» REQUIRED WORK: Write out, word for word, the lines of the records from the line with "e.g. [(431, 138)]" to the line with "[(362, 269)]", both included.

(Records from a point-labeling set)
***

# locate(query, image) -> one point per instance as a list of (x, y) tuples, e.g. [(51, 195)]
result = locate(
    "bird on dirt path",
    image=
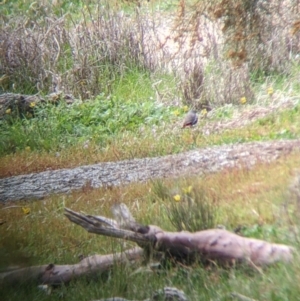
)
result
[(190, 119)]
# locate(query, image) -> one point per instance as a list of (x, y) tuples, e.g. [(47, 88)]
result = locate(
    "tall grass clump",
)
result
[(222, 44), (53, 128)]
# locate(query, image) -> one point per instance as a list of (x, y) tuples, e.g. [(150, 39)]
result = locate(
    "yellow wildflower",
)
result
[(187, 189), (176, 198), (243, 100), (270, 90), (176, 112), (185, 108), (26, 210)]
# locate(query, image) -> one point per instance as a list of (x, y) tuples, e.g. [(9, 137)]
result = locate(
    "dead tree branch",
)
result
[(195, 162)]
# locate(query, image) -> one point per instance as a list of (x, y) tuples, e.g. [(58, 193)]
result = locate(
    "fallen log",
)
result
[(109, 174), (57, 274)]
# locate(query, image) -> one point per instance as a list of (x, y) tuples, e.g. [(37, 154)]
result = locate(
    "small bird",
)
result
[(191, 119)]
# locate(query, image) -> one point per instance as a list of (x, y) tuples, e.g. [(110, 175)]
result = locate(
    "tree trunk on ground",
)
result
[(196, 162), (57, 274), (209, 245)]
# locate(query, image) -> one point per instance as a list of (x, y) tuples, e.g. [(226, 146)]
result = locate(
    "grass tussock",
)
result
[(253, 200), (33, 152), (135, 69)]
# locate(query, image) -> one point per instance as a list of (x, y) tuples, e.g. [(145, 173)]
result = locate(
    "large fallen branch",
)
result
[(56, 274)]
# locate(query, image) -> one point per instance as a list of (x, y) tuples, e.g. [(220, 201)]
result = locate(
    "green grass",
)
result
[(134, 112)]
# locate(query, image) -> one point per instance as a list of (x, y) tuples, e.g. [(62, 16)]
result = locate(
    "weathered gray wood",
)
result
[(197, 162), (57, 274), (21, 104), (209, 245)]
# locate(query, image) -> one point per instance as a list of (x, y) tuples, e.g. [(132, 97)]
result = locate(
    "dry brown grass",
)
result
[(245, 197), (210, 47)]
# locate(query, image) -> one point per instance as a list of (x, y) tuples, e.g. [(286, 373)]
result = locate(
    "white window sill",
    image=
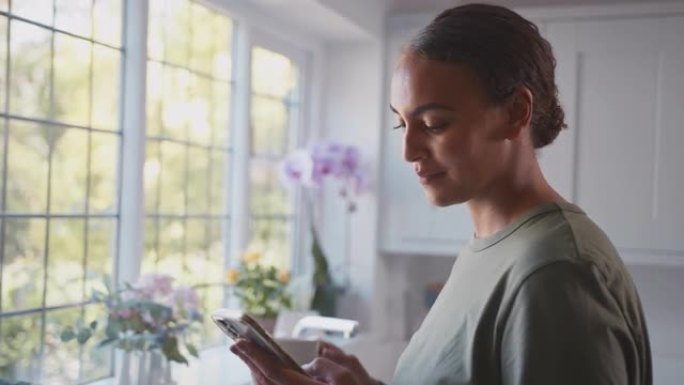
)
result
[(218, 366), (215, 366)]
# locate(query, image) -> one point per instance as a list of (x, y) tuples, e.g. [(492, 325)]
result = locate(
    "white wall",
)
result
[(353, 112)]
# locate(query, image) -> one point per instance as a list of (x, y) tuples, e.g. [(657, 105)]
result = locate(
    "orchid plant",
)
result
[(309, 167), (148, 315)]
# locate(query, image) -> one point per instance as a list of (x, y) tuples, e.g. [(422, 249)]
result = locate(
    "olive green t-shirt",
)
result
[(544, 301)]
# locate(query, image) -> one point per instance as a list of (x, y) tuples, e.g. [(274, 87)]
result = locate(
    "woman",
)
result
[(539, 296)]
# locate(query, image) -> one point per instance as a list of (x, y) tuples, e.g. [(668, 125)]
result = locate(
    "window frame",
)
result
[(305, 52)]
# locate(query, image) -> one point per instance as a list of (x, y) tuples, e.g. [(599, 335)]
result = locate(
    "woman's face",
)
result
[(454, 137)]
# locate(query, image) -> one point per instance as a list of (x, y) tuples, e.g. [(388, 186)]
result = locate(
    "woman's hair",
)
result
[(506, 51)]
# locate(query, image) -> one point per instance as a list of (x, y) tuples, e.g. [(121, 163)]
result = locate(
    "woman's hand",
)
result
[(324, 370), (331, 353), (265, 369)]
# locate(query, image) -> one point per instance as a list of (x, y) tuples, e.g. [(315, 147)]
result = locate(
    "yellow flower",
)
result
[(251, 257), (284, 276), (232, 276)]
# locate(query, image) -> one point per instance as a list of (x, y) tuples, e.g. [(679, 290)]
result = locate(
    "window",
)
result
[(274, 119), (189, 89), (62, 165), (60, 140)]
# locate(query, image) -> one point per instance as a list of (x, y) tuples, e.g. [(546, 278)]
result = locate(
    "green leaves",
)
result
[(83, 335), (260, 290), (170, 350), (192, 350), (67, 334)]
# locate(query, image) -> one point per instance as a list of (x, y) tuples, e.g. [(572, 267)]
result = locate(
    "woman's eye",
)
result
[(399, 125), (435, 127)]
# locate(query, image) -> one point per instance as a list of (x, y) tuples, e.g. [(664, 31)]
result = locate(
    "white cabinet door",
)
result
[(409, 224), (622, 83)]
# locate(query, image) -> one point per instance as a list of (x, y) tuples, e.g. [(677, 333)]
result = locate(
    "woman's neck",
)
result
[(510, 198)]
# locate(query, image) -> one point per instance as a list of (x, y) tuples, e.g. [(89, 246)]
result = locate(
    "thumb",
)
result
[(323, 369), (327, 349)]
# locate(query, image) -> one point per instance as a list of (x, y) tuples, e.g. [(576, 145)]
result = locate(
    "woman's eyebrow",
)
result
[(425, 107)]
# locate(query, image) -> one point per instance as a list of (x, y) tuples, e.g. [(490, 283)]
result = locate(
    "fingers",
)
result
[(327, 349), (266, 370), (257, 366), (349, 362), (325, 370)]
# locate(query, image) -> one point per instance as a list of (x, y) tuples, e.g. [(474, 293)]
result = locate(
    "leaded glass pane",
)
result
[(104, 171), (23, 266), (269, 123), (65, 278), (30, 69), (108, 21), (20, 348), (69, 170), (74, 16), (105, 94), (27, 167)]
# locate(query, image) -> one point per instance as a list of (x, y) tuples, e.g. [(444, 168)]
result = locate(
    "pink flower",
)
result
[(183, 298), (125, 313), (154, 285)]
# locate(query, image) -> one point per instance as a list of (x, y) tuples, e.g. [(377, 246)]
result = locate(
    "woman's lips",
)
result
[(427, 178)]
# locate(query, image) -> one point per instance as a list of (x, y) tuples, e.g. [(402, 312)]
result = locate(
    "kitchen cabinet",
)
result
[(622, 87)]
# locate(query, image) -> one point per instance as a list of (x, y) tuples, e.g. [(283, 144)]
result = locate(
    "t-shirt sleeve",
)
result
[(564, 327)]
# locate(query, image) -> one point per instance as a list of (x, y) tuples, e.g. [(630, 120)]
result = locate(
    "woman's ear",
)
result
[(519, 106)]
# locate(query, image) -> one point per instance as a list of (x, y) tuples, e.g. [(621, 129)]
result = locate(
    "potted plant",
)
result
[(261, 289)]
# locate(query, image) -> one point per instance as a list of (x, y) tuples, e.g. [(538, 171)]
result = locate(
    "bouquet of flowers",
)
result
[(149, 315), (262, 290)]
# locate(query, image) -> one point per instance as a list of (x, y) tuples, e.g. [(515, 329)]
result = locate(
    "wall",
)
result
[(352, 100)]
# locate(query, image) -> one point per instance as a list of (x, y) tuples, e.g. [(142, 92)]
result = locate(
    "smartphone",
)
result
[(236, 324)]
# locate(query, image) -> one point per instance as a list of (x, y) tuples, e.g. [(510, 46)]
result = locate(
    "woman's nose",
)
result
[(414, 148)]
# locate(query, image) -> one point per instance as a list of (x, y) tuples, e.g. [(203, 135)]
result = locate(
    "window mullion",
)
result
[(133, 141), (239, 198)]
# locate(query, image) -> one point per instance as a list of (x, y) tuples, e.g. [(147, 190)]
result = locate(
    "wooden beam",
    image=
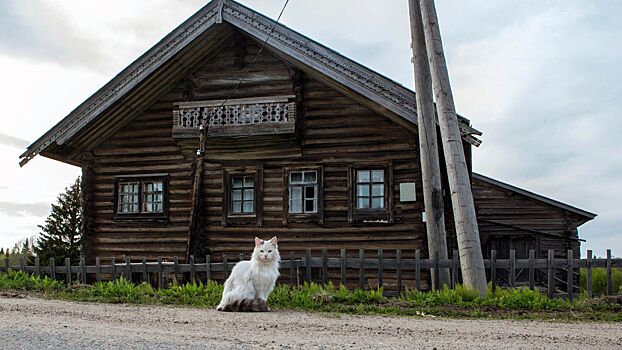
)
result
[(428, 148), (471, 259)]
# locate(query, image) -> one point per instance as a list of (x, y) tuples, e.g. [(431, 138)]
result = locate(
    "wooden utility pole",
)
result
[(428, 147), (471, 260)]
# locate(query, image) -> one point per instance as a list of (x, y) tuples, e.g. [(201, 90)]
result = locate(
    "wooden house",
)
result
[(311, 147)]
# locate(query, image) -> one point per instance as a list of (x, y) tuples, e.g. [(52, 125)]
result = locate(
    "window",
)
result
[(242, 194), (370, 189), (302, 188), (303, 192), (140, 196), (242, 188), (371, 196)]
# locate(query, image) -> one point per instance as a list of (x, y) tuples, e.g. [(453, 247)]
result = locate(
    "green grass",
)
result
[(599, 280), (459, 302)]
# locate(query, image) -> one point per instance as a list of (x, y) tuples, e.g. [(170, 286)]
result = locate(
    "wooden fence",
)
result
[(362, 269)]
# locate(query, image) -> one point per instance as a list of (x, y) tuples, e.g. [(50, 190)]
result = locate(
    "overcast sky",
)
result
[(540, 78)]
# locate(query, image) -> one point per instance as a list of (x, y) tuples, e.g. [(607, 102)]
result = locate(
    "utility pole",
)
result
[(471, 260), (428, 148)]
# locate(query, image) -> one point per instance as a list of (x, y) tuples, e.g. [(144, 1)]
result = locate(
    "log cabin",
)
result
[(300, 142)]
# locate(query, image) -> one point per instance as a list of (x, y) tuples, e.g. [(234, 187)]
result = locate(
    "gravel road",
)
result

***

» RESPONSE TO THE TASK:
# locate(query, image) -> one point per instance as a list of (x, y) tuples, e.g. [(431, 138)]
result = locate(
    "wooden utility pole",
)
result
[(428, 147), (471, 260)]
# locate(query, image) -> one point per instance as a list of (x, y) tuples, e.g. [(201, 90)]
result = locate(
    "wooden house",
)
result
[(311, 147)]
# locate(query, image) -> one point per instance as a list of (x, y) tuples, e.g. [(52, 125)]
result = locate(
    "window",
)
result
[(242, 194), (370, 189), (302, 188), (303, 192), (140, 196), (242, 188), (371, 196)]
# locate(query, image) -> one point per instance as a list of (x, y) tuples, e.g. [(453, 247)]
result = locate(
    "green grass",
)
result
[(599, 280), (459, 302)]
# locate(query, image) -> one point per instance as a list of (x, y) tuples, e.g. [(170, 286)]
result = locate(
    "wooden fence",
)
result
[(362, 269)]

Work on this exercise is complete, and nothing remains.